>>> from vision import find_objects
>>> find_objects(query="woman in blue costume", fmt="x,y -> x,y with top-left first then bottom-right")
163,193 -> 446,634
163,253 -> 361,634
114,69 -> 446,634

----------

CHALLENGE: Reproduce every line of the records above in full, shifting each coordinate value by adding 50 to it. Leave all other lines and numbers unchanged.

FINAL ANSWER:
>>> from vision import find_objects
>>> find_objects(query="woman in blue costume", fmt="x,y -> x,y with top-left first then bottom-right")
213,243 -> 496,684
213,303 -> 411,684
164,119 -> 496,684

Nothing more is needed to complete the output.